Prof. può spiegare più nel dettaglio quali sono le interferenze e gli effetti negativi della soia sulla tiroide?
la sensibilità……
è ciò che ci rende migliori, ciò che ci permette di discenere, che fa si che il mondo si sveli a noi con meraviglia.
proprio quella sensibilità che si coglie nelle sue righe …questa sensibilità è il nostro vero istinto (preziosissimo), questa sensibilità è ciò che ci fa scegliere le cose giuste e scartare quelle sbagliate, è ciò che fa sì che possiamo “vedere” anche l’invisibile.
grazie di questo scritto pieno di sensibilità e cuore (e di notizie importanti, come sempre!non vedo l’ora di leggere il resto!)
….anche io, per gli stessi motivi, più di pancia che ragionati, non ho consumato soia se non sotto forma di miso e shoyu
@laura e rosella: Sonia provvederà quanto prima a darvi indicazioni sull’ammollo.
@giovanna: credo che se si consumano le 6 porzioni di frutta e verdura e si ricorre a prodotti integrali non ci sia bisogno di germogli.
@simona g: La fitina, come pure le proteine tossiche dei legumi (lectine) si accumulano nella fase finale di maturazione. Per questo fave e piselli freschi non ancora maturi si possono mangiare anche non cotti.
@elena galeazzi: Appena potrò (in questo momento sono preso dal corso universitario e dall’imminente andata in rete della rivista Valore alimentare) scriverò la seconda parte dell’affare della soia e parlerò anche di questo aspetto.
@enrica: Se miso e shoyu incontrano il suo gusto perché no, visto che sono fermentati. La fermentazione degrada la fitina. Ovviamente con moderazione.
Ciao Matteo mi chiedo se ad oggi la soia è tutta transgenica? E nel biologico?so che non si possono usare ogm, però mi chiedevo se il ceppo di origine è ogm anche nel bio si è partiti da lì?
@greta: In Italia la soia transgenica è utilizzata soltanto per produrre mangimi da utilizzare negli allevamenti convenzionali. Questa soia però non è prodotta in Italia ma è importata dai paesi in cui è permesso coltivare soia e altre piante transgeniche.
Nei mangimi bio non è permesso aggiungere soia transgenica, anche se è tollerata una contaminazione fino allo 0,9%. Ovviamente tale contaminazione è molto meno probabile se non impossibile per la soia bio coltivata in Italia dal momento che la soia transgenica non viene coltivata nè con i metodi bio nè con quelli convenzionali (almeno per ora!).
@Giulia: Non ho ancora trovato il tempo di leggere con attenzione il libro di Campbell ma mi accingo a farlo ora che sono un po’ più libero dagli impegni accademici e mi riprometto di scrivere un post di commento (se ce ne sarà motivo).
Al momento la mia esperienza professionale e le mie conoscenze scientifiche mi portano a dire che è corretto non esagerare con le proteine animali perché il loro consumo eccessivo porta ad un’acidificazione del sangue e a una intossicazione dell’organismo che può causare problemi di salute. Ma nello stesso tempo mi portano a ritenere esagerata la criminalizzazione tout-court del latte e dei suoi derivati. Ritengo invece che un consumo di latte (e dei suoi derivati) moderato può rientrare tranquillamente nel nostro regime alimentare.
== == ==
#### ESERCIZI PROPOSTI
A: Stabilisci se ciascuna affermazione concorda con il testo sulla soia: (i) in Italia la soia transgenica viene coltivata per produrre mangimi; (ii) nei mangimi bio è tollerata una contaminazione da soia transgenica fino allo 0,9%; (iii) la fermentazione degrada la fitina. Per ognuna rispondi sì o no e cita alla lettera le parole del testo che lo decidono.
B: Ripeti senza alcuna modifica tutto il testo sulla soia da “Nei mangimi bio” giù fino a “(almeno per ora!).”.
Le righe sono materiale a parte, indipendente dal testo sulla soia.

#### RIGHE ESTRATTE
== == ==
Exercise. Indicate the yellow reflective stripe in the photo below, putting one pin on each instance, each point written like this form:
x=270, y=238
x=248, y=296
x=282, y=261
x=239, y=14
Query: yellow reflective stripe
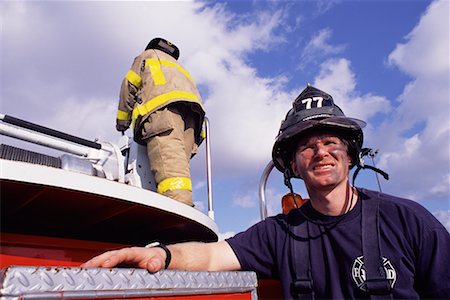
x=167, y=63
x=154, y=63
x=175, y=183
x=134, y=79
x=155, y=68
x=123, y=115
x=143, y=109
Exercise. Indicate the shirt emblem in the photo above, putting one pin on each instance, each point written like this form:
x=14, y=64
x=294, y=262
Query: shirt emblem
x=359, y=272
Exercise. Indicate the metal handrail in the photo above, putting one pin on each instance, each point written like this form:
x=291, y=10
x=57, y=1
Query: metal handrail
x=208, y=170
x=262, y=190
== == ==
#### ESERCIZI SVOLTI
A:
(i) No: “Questa soia però non è prodotta in Italia ma è importata dai paesi in cui è permesso coltivare soia e altre piante transgeniche.”
(ii) Sì: “Nei mangimi bio non è permesso aggiungere soia transgenica, anche se è tollerata una contaminazione fino allo 0,9%.”
(iii) Sì: “La fermentazione degrada la fitina.”

B:
Nei mangimi bio non è permesso aggiungere soia transgenica, anche se è tollerata una contaminazione fino allo 0,9%. Ovviamente tale contaminazione è molto meno probabile se non impossibile per la soia bio coltivata in Italia dal momento che la soia transgenica non viene coltivata nè con i metodi bio nè con quelli convenzionali (almeno per ora!).